» **Document section**
***

You’ve been here before. You tried therapy, it didn’t quite feel right, and now you’re left wondering what that means. Was it your fault? Are you too complicated, too resistant, too broken for it to work? Did you do it wrong somehow, or is therapy simply not for you? Finding the right therapist is harder than anyone tells you, and when it doesn’t work out, the easiest person to blame is yourself.
It probably isn’t any of those things. The fit was wrong, or the approach was wrong, or the level of work was wrong for where you were at the time. That matters more than most people realise, and nobody tells you this when you’re starting out.
I’ve had several different therapists over forty years, for many different reasons. Some felt right. Some were limited in their helpfulness. And some have been an absolute haven. The difference was rarely about their qualifications or experience.
The right therapy for the right season
At a very raw time, a bereavement counsellor handed me a paper assessment form. I started ticking boxes, felt something in me resist, screwed it up and threw it in the bin. She didn’t seem to mind. I carried on seeing her for a few weeks because I desperately needed some support, and she provided it.

***

» **Extracted entries**
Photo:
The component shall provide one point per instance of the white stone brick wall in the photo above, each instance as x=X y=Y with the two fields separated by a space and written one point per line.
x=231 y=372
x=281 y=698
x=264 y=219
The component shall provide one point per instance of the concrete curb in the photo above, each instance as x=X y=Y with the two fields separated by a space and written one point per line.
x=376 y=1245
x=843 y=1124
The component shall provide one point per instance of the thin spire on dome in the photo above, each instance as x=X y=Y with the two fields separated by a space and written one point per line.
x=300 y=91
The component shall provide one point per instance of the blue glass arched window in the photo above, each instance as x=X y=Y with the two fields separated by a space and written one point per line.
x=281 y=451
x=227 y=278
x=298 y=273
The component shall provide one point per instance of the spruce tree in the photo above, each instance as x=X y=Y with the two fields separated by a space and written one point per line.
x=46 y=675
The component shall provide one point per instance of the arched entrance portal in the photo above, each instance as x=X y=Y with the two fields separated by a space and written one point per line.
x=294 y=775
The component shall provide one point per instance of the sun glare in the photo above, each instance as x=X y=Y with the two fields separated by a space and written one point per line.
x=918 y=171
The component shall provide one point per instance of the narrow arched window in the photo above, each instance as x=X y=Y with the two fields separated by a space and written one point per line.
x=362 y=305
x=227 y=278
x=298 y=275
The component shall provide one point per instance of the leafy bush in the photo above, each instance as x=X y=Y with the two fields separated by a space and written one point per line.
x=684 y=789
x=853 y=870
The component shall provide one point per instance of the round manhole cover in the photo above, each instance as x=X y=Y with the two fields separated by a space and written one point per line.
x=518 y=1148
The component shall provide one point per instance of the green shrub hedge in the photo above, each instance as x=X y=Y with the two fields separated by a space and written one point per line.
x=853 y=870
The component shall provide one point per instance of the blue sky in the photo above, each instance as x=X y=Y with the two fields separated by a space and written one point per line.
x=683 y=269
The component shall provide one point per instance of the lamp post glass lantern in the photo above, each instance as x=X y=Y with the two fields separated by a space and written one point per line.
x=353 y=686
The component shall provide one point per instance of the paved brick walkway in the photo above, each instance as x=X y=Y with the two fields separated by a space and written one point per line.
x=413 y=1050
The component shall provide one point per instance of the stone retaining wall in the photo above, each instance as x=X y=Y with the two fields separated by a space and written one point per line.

***

» **Work instructions**
1. Does each statement agree with the text on finding the right therapist? Answer yes or no for each and quote the text's deciding words.
(a) The writer has seen more than one therapist over a span of forty years.
(b) According to the writer, what set therapists apart was mostly their qualifications.
(c) The writer stopped seeing the bereavement counsellor straight after throwing away the form.
2. Can you write what comes next in the text on finding the right therapist, picking up after its final sentence?
The listing above comes from a different source than the text on finding the right therapist.

» **Answers to this exercise**
1.
(a) Yes: "I’ve had several different therapists over forty years, for many different reasons."
(b) No: "The difference was rarely about their qualifications or experience."
(c) No: "I carried on seeing her for a few weeks because I desperately needed some support, and she provided it."

2.
But that was containment, not the deeper work. She was right for that occasion. What I needed then was someone steady to sit with me while things were very raw. Most people aren’t told there’s a difference between that kind of support and longer-term relational work. If therapy felt surface-level or the changes didn’t stick, it may simply be that you were offered crisis support when what you needed was something slower and more relational, or the other way around. That’s not failure, it’s simply a mismatch.
When the approach gets in the way
On a couple of occasions, my partner and I saw a sex therapist together. In each case it wasn’t particularly helpful. It felt more like being in a remedial class at school, being handed homework to get us back up to scratch. The therapist wasn’t really relating to us as a couple; we were being put through a process rather than being understood for who we were and what the issues actually meant on a deeper level.
We later found tantra groups where we were encouraged to explore massage, mindfulness and breathing. We were getting to know our own bodies and what we needed, rather than following someone else’s protocol. The difference was simple: in one setting we were a presenting problem to be corrected; in the other, we were two people trying to understand ourselves.
That distinction seems important. A therapist who is more interested in applying their model than in understanding you will leave you feeling processed. You might not be able to name it at the time, but you’ll feel it.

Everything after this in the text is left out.